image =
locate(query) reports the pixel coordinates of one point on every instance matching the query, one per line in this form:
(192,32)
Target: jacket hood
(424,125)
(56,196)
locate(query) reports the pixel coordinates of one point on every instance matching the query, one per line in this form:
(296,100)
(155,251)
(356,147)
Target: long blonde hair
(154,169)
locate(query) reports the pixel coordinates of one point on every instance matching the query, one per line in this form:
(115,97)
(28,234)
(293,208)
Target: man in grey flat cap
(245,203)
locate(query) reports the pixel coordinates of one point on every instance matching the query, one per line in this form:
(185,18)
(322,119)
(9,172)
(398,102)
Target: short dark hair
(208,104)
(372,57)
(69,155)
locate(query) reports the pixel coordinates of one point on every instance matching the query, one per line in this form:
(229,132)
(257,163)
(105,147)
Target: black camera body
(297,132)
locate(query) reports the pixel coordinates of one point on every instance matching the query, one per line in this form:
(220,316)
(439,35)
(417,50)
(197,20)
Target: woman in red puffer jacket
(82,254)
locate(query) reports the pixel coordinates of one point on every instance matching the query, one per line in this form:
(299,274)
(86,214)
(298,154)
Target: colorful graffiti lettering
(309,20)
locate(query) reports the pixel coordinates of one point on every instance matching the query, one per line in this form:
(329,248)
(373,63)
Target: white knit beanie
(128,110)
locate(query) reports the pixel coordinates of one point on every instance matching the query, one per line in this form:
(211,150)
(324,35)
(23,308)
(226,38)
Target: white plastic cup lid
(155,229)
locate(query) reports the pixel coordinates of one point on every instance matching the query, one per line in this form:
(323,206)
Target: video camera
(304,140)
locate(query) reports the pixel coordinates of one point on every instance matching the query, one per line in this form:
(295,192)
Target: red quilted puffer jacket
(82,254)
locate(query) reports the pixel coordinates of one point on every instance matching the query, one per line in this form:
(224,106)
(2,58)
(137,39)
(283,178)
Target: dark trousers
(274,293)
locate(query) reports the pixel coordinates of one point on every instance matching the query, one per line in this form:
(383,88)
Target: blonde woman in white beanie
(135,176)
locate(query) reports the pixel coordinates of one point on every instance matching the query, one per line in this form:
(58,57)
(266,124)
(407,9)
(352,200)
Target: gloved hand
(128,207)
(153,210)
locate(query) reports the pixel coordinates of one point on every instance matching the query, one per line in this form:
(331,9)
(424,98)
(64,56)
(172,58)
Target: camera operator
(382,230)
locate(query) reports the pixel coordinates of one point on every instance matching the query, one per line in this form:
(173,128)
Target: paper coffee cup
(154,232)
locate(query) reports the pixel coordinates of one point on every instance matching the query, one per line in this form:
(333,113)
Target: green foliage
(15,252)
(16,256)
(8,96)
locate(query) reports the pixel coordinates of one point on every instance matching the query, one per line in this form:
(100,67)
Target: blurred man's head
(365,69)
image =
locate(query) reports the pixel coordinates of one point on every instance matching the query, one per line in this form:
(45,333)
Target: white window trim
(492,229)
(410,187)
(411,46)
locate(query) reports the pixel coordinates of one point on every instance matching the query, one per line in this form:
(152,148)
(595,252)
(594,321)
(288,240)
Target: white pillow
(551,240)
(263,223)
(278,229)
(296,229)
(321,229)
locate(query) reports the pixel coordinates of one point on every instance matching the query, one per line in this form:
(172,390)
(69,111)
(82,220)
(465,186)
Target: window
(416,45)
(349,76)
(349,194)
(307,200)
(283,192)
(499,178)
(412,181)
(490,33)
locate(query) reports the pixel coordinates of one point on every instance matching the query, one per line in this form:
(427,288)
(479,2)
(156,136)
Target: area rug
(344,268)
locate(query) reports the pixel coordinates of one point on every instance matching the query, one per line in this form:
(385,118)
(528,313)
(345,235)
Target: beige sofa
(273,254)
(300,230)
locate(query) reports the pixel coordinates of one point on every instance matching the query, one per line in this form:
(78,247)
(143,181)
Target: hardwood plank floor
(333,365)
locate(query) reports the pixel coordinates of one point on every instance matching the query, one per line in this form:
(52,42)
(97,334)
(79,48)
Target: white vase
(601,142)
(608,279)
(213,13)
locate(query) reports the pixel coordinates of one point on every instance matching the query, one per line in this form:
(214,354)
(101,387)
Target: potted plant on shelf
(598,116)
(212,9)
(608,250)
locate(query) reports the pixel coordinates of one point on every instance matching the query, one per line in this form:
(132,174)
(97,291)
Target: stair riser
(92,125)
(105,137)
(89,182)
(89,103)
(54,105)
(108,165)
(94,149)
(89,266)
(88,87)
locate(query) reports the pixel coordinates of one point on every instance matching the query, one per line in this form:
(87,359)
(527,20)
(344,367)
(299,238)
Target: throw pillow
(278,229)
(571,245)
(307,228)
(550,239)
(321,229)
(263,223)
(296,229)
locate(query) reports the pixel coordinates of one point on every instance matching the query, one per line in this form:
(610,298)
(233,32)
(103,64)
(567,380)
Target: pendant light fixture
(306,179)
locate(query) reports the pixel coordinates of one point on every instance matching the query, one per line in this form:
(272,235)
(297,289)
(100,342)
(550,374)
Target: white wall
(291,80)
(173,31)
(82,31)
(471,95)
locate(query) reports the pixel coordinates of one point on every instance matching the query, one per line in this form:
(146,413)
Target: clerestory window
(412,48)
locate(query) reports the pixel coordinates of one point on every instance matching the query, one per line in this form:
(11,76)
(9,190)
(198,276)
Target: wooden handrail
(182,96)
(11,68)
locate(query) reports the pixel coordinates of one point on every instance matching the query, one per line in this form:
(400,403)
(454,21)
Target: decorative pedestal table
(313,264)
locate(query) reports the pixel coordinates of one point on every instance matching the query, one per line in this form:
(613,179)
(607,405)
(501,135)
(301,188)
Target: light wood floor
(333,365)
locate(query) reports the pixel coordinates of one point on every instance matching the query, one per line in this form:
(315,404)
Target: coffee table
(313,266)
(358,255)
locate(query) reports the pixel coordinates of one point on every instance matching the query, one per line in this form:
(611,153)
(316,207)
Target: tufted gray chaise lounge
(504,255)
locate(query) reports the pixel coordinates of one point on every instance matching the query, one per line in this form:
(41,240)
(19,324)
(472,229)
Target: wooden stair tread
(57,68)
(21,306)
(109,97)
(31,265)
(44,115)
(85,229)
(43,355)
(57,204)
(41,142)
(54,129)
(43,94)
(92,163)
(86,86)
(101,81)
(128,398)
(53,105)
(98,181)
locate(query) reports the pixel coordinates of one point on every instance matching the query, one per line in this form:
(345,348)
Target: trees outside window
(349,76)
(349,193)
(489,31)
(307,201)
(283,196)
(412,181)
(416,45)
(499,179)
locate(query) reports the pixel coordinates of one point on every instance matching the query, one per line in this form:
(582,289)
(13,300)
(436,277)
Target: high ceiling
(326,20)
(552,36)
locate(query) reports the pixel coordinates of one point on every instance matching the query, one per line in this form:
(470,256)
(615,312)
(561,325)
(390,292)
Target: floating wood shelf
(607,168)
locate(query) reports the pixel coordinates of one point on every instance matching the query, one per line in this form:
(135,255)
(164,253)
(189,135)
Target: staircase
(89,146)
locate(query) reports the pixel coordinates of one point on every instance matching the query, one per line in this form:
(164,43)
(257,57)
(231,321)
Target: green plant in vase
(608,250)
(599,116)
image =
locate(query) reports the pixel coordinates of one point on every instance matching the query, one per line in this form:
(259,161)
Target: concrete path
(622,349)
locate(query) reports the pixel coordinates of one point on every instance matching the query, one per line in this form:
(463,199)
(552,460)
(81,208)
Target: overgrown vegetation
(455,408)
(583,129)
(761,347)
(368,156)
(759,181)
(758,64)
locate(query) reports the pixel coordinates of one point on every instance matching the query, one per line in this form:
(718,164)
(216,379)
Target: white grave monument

DIRECTIONS FOR THIS TASK: Make a precise copy of the records in their entirety.

ANSWER TO THE PROBLEM:
image =
locate(query) reports the pixel coordinates of one point on every instance matching the query, one per line in this form:
(192,32)
Target: jacket hood
(424,125)
(56,196)
locate(query) reports the pixel coordinates of one point on every instance matching the query, one per line in this form:
(296,100)
(155,251)
(356,147)
Target: long blonde hair
(154,169)
locate(query) reports the pixel coordinates of one point on every instance matching the query, one per line in this form:
(115,97)
(28,234)
(293,208)
Target: man in grey flat cap
(245,203)
locate(query) reports the pixel coordinates of one point on every instance matching the query, one per line in this form:
(185,18)
(322,119)
(9,172)
(398,102)
Target: short dark hair
(208,104)
(372,57)
(69,155)
locate(query) reports the pixel coordinates of one point on every instance matching the query, one per line in this form:
(229,132)
(257,163)
(105,147)
Target: black camera body
(297,132)
locate(query) reports the pixel coordinates of one point on every instance matching the query, one per line in this form:
(220,316)
(439,35)
(417,50)
(197,20)
Target: woman in red puffer jacket
(82,254)
locate(query) reports the pixel coordinates of one point on every instance matching the query, one per line in this form:
(299,274)
(86,214)
(298,154)
Target: colorful graffiti lettering
(309,20)
locate(query) reports the pixel coordinates of one point on every instance matching the query, one per line in this form:
(329,248)
(373,63)
Target: white knit beanie
(128,110)
locate(query) reports the pixel coordinates of one point on every instance matching the query, one per line in this form:
(211,150)
(324,35)
(23,308)
(226,38)
Target: white plastic cup lid
(155,229)
locate(query) reports the pixel coordinates of one point on every instance matching the query, one per line in this form:
(323,206)
Target: video camera
(304,140)
locate(query) reports the pixel coordinates of one point on every instance matching the query, one per line in this form:
(295,192)
Target: red quilted puffer jacket
(82,254)
locate(query) reports the pixel coordinates of one point on every instance matching the query, one per line in this form:
(224,106)
(2,58)
(137,39)
(283,178)
Target: dark trousers
(274,293)
locate(query) reports the pixel coordinates of one point on every instance matching the query, one per line in this form:
(383,88)
Target: blonde woman in white beanie
(135,176)
locate(query) reports the pixel coordinates of one point on every instance matching the query, one per line in this form:
(58,57)
(266,124)
(407,9)
(352,200)
Target: gloved hand
(128,207)
(153,210)
locate(query) reports the pixel coordinates of one point on every instance matching the query, one per line in this form:
(331,9)
(424,98)
(64,56)
(172,58)
Target: camera operator
(382,230)
locate(query) reports the pixel coordinates of one point on every instance matching the query, one per line in this form:
(173,128)
Target: paper coffee cup
(154,232)
locate(query) reports the pixel coordinates of one point on every instance matching the query, one per line in this form:
(333,113)
Target: green foliage
(15,252)
(16,256)
(8,96)
locate(query) reports the pixel coordinates of one point on every instance matching the query, one per line in this form:
(100,67)
Target: blurred man's head
(365,69)
image =
locate(query) reports the pixel coordinates of one point on every instance matching the query, one per line in this form:
(45,333)
Target: white window trim
(492,229)
(410,187)
(411,46)
locate(query) reports the pixel coordinates of one point on every instance matching the query, one per line in this form:
(152,148)
(595,252)
(594,321)
(288,240)
Target: white pillow
(551,240)
(263,223)
(278,229)
(296,229)
(321,229)
locate(query) reports the pixel coordinates of one point on every instance matching the query, one per line in this form:
(172,390)
(69,111)
(82,220)
(465,186)
Target: window
(416,45)
(349,76)
(349,194)
(307,200)
(283,192)
(499,178)
(412,181)
(490,33)
locate(query) reports the pixel coordinates of one point on every instance matching the query, one per line in this form:
(427,288)
(479,2)
(156,136)
Target: area rug
(344,268)
locate(query) reports the pixel coordinates of one point on every instance matching the query, one per line in this form:
(385,118)
(528,313)
(345,235)
Target: beige sofa
(273,254)
(300,230)
locate(query) reports the pixel coordinates of one point on every instance matching the query, one per line in this form:
(78,247)
(143,181)
Target: hardwood plank floor
(333,365)
locate(query) reports the pixel coordinates of one point on every instance matching the query, one per line in this form:
(52,42)
(97,334)
(79,48)
Target: white vase
(601,142)
(608,279)
(213,13)
locate(query) reports the pixel coordinates of one point on every instance matching the query, one per line in this form:
(214,354)
(101,387)
Target: potted plant on shelf
(598,116)
(212,9)
(608,250)
locate(query) reports the pixel coordinates of one point on every instance matching the query, one per line in this form:
(132,174)
(97,291)
Target: stair riser
(92,125)
(105,137)
(89,182)
(89,103)
(54,105)
(108,165)
(94,149)
(89,266)
(88,87)
locate(query) reports the pixel coordinates of one point on every instance matching the query, one per line in this form:
(87,359)
(527,20)
(344,367)
(299,238)
Target: throw pillow
(278,229)
(571,245)
(307,228)
(550,239)
(321,229)
(263,223)
(296,229)
locate(query) reports the pixel coordinates of one point on every instance matching the query, one per line in this form:
(610,298)
(233,32)
(103,64)
(567,380)
Target: pendant light fixture
(306,179)
locate(query) reports the pixel coordinates of one point on every instance matching the query, one per line in this form:
(272,235)
(297,289)
(100,342)
(550,374)
Target: white wall
(291,80)
(173,31)
(82,31)
(471,95)
locate(query) reports the pixel coordinates of one point on every instance matching the query, one per line in this form:
(146,413)
Target: clerestory window
(412,48)
locate(query) reports the pixel coordinates of one point on every instance matching the query, one per line in this form:
(11,76)
(9,190)
(198,276)
Target: wooden handrail
(182,96)
(11,68)
locate(query) reports the pixel coordinates of one point on every instance matching the query, one per line in this form:
(400,403)
(454,21)
Target: decorative pedestal table
(313,264)
locate(query) reports the pixel coordinates of one point on every instance matching the query, one per line in this form:
(613,179)
(607,405)
(501,135)
(301,188)
Target: light wood floor
(333,365)
locate(query) reports the pixel coordinates of one point on every instance matching the query, one per line in this form:
(315,404)
Target: coffee table
(313,266)
(358,255)
locate(query) reports the pixel coordinates of one point on every instance matching the query, one per line in this form:
(611,153)
(316,207)
Target: tufted gray chaise lounge
(504,255)
locate(query) reports the pixel coordinates of one point on every instance matching the query, one per line in this form:
(41,240)
(19,324)
(472,229)
Target: wooden stair tread
(57,68)
(21,306)
(109,97)
(31,265)
(44,115)
(85,229)
(43,355)
(57,204)
(41,142)
(54,129)
(43,94)
(92,163)
(86,86)
(101,81)
(128,398)
(53,105)
(98,181)
locate(query) reports the pixel coordinates of one point on every instance matching the query, one per line in this form:
(345,348)
Target: trees outside window
(349,76)
(349,193)
(489,31)
(307,201)
(283,196)
(412,181)
(416,45)
(499,179)
locate(query) reports the pixel coordinates of one point on every instance matching the query, one per line in this form:
(582,289)
(13,300)
(436,277)
Target: high ceiling
(326,20)
(552,36)
locate(query) reports the pixel coordinates of one point on every instance matching the query, one per line in this form:
(470,256)
(615,312)
(561,325)
(390,292)
Target: floating wood shelf
(607,168)
locate(query) reports the pixel coordinates of one point on every instance matching the query, one per line in this form:
(135,255)
(164,253)
(189,135)
Target: staircase
(89,146)
locate(query) reports the pixel coordinates of one point on every instance matching the query, one per line in this form:
(164,43)
(257,57)
(231,321)
Target: green plant in vase
(608,250)
(599,116)
image =
locate(query) reports the pixel coordinates of one point on every instance matching the query, one per line in this form:
(259,161)
Target: concrete path
(622,349)
locate(query) reports the pixel coordinates of one point on every instance matching the query, one per line in this form:
(463,199)
(552,460)
(81,208)
Target: overgrown vegetation
(455,408)
(583,129)
(761,347)
(368,156)
(759,181)
(758,64)
locate(query) reports the pixel coordinates of one point on every instance matching the query, one per line in this form:
(718,164)
(216,379)
Target: white grave monument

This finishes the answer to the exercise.